* [TRECHO DO DOCUMENTO]:

Desde seu início, em 1889, têm sido as obras até hoje continuadas com zelo e atividade pela empresa que as tomou a si, apesar das inúmeras dificuldades que se opõem a trabalhos de tão grande importância.

E o ano de 1897 é uma prova evidente e clara de que, à medida que se vão desenvolvendo os trabalhos, maior atividade manifesta a empresa em sua execução
[84].

Em 1899, enquanto o ministro da Fazenda salientou, referindo-se às Docas de Santos, "as vantagens de uma tal instituição em benefício do comércio e do fisco federal", o da Indústria, Viação e Obras Públicas, Alfredo Maia, escreveu:

Prosseguiram as obras no ano 1899 com a mesma atividade dos anos anteriores, não obstante a anormalidade de todos os serviços produzida pela epidemia que ali apareceu.

A própria adversária tradicional fazia, então, pausa, estampando estas palavras enfáticas (Tribuna, Santos, 28 de julho de 1899):

Não raro,a impertinência indígena clama contra "a prepotência da Companhia Ingleza", contra "os abusos da caprichosa Companhia Docas".

Entretanto, foi o inglês quem primeiro ousou tentar a via férrea entre nós, naqueles atrasados tempos, em os quais a locomotiva era para o sertanejo um monstro esmagador de suas clássicas tropas e de seus adorados carros de boi.

Foi o inglês que, compreendendo a visão nítida de um homem de gênio, um dos brasileiros mais ilustres, o barão de Mauá, arrostando com dificuldades de todo o gênero, e, depois de serem as empresas aqui vãmente oferecidas, ele, o inglês, conseguiu subscrevê-las todas, ou a maior parte, com o capital amarelo e sonante da Inglaterra, ousada e prática.

E, desta vez, é o cérebro brasileiro que concebe, que planeia, é o braço brasileiro que executa, firme, cônscio da vitória, superior e grande, diante das dificuldades, audaz e confiante no resultado; desta vez é a Companhia Docas de Santos, que levou o mar ao interior, que trouxe ao mar os murmúrios solenes da mata virgem.

E é de ver aquele colosso, com suas máquinas poderosas, como que inteligentes, como que conscientes do seu valor e da sua utilidade, com seus guindastes de ferro, de longos braços, distribuindo carícias da terra sobre o mar a afagar as naus potentes, provindas de todos os pontos do globo, como que a dar sobre essas naus, em atenção a essas bandeiras amigas, que nos vêm visitar e conosco comerciar, como que a dar, dizemos, amplexos confraternizadores.

Escreveu, também, a esse tempo, de Montevidéu, o cônsul geral do Brasil (Diario Official, 26 de novembro de 1899):

Os navios estrangeiros, aos quais aludo, procedem da Europa e da América do Norte, com destino ao Rio da Prata; mas, há ocasiões, como na atualidade, que, excetuados os paquetes de linhas regulares, faltam navios para o transporte de produtos destinados aos mercados que contam com este suprimento e avizinha-se talvez uma crise de transportes marítimos, pela desmarcada elevação dos fretes, encarecendo o preço da mercadoria.

Não obstante, as grandes companhias, como a Royal Mail, alargam no Brasil a esfera de suas operações, fazendo tocar alternativamente em Santos um dos seus vapores, todos os meses.

* [LINHAS FORNECIDAS]:
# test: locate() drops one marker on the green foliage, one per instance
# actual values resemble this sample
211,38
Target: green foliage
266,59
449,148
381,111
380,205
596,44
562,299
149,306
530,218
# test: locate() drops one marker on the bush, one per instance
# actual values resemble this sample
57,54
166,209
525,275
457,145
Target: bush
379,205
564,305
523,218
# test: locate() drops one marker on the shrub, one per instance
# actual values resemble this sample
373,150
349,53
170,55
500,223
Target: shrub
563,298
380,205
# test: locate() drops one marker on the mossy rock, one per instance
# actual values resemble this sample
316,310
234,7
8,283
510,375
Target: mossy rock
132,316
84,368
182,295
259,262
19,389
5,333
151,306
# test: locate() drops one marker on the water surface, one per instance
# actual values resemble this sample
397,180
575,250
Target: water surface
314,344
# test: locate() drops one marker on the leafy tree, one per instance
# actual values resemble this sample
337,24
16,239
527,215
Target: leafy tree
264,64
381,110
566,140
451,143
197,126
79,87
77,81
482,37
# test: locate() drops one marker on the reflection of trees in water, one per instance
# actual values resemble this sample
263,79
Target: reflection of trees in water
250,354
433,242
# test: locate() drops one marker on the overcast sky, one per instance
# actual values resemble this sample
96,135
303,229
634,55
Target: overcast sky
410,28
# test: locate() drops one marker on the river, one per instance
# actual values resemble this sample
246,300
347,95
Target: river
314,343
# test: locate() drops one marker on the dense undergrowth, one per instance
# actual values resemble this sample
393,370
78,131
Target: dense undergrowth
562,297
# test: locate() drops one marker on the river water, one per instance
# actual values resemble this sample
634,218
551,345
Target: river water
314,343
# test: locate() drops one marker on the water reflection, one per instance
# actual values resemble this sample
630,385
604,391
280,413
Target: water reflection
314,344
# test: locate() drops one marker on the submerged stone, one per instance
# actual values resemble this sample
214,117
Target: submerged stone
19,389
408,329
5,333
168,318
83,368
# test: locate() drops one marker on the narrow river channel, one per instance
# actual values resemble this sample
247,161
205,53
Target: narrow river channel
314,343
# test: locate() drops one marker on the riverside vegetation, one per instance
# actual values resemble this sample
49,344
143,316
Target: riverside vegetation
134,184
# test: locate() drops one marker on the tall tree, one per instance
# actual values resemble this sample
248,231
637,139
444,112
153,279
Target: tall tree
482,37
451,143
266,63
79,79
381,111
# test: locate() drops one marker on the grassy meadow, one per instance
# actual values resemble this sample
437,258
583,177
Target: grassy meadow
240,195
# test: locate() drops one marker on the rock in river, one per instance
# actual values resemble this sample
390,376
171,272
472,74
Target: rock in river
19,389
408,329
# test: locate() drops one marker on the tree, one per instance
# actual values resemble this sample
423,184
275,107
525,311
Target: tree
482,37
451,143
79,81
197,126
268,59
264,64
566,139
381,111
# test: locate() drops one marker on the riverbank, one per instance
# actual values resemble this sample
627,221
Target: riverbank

* [OBJETIVOS]:
1/ Transcreva do trecho sobre as Docas de Santos tudo o que vai de "Desde seu início, em" até "tão grande importância.".
2/ Responda com base no trecho sobre as Docas de Santos:
(a) Em que ano as obras começaram?
(b) Em que jornal e em que cidade saíram as palavras de 28 de julho de 1899?
(c) Que grande companhia, segundo o cônsul, faz um de seus vapores parar em Santos todo mês?
3/ Explique, conforme o trecho sobre as Docas de Santos, por que o cônsul geral do Brasil em Montevidéu achava que talvez se aproximasse uma crise de transportes marítimos.

* [CONJUNTO DE RESPOSTAS]:
1/
Desde seu início, em 1889, têm sido as obras até hoje continuadas com zelo e atividade pela empresa que as tomou a si, apesar das inúmeras dificuldades que se opõem a trabalhos de tão grande importância.

2/
(a) Em 1889.
(b) No jornal Tribuna, em Santos.
(c) A Royal Mail.

3/ Por causa da alta exagerada dos fretes, que encarecia o preço da mercadoria. Naquele momento, tirando os paquetes de linhas regulares, faltavam navios para levar os produtos aos mercados que dependiam desse abastecimento.